HOW TO COMPLETE THIS TASK: Sort through the data and copy the lines holding the word "shell".
[[ GIVEN ENTRIES open ]]
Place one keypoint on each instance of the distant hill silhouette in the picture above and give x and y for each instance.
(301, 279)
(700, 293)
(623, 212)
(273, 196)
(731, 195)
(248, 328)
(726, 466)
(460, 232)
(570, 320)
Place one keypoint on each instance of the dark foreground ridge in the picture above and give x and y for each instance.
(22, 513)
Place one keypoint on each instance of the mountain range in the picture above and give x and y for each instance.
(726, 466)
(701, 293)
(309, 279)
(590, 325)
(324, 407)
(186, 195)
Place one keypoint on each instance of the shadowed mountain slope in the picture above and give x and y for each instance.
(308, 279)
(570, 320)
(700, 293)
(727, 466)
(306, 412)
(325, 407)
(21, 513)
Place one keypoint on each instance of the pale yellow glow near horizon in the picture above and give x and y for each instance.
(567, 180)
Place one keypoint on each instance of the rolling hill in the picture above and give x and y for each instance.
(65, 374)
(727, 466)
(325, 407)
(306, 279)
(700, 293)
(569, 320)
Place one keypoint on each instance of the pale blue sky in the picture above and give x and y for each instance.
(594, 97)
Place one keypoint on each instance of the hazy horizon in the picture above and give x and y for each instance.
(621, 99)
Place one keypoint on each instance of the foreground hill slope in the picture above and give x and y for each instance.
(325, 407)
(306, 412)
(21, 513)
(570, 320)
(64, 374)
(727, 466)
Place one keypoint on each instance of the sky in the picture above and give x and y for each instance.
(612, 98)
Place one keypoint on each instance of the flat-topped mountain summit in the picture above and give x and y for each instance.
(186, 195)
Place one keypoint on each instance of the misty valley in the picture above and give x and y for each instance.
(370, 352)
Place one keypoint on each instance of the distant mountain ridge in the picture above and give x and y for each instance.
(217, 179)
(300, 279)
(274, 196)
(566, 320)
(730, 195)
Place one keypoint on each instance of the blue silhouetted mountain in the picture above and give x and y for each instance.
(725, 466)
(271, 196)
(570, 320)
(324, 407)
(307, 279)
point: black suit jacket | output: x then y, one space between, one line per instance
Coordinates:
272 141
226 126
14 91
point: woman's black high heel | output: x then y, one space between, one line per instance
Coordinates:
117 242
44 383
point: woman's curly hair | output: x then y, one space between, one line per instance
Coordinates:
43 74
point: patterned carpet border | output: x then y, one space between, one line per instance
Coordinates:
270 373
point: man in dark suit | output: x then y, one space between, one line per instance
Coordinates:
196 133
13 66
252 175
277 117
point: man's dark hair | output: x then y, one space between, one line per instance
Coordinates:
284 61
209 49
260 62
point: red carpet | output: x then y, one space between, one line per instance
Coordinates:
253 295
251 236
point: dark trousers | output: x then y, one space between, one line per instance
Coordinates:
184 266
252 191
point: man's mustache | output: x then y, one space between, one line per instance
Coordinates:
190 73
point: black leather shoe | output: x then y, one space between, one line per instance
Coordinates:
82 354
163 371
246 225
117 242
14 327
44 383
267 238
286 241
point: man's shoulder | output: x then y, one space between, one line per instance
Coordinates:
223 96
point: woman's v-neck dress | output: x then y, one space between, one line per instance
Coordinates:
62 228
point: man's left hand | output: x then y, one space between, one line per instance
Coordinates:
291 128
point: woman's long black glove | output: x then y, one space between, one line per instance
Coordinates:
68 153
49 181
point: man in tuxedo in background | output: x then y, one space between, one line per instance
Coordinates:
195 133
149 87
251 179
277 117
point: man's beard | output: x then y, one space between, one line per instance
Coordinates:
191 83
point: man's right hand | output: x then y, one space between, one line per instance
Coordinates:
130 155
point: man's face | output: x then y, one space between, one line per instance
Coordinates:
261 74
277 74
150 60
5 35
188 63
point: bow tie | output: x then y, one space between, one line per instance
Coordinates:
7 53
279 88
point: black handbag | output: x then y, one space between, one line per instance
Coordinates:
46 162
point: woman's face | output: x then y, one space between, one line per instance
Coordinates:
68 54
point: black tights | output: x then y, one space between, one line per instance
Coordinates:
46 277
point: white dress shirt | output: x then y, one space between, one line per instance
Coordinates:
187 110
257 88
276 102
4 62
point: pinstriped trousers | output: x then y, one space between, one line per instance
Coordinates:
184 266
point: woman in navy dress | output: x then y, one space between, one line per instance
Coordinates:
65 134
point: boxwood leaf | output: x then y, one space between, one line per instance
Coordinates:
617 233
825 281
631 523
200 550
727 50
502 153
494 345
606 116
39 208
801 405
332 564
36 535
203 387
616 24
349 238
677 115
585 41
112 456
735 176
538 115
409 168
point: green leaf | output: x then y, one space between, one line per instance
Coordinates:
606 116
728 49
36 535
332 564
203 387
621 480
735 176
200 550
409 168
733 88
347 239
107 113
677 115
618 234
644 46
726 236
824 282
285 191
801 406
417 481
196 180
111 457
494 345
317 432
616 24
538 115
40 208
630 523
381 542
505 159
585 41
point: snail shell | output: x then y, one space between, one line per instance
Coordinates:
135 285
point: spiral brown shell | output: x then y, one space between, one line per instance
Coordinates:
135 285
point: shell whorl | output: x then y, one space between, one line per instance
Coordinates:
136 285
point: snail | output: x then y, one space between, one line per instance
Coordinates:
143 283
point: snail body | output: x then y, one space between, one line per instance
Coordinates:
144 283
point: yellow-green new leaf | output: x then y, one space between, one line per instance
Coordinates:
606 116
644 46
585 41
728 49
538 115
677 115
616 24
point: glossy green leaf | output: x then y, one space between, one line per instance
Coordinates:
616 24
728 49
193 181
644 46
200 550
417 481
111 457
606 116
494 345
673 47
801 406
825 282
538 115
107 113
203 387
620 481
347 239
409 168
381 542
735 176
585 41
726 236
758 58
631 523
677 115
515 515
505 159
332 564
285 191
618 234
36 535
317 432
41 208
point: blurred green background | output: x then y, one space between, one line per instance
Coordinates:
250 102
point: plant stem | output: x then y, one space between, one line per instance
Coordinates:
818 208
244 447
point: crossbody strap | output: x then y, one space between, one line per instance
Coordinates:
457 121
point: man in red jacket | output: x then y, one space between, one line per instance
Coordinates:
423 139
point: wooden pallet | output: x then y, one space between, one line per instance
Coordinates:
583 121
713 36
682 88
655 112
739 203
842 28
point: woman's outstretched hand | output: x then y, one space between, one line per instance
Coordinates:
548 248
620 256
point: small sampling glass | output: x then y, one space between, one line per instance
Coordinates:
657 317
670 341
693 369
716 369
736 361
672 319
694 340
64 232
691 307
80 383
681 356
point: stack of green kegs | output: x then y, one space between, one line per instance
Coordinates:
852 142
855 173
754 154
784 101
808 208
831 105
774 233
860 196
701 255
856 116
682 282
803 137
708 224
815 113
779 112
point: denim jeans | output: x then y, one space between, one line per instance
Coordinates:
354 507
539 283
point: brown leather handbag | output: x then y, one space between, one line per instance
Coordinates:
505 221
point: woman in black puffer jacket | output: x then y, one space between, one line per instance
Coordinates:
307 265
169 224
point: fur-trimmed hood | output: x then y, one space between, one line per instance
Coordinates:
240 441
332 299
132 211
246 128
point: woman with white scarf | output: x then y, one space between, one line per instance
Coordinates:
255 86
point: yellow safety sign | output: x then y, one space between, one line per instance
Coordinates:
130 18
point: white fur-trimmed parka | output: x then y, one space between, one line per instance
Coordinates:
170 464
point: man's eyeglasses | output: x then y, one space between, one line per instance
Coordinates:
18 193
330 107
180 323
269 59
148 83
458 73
[[ GIVEN ENTRIES closed ]]
OUTPUT FOR THIS EXERCISE:
point: snail shell | output: x then y, one space between, one line per instance
point: spiral brown shell | output: x then y, one space between, one line per instance
point: shell whorl | output: x then y, one space between, one line per instance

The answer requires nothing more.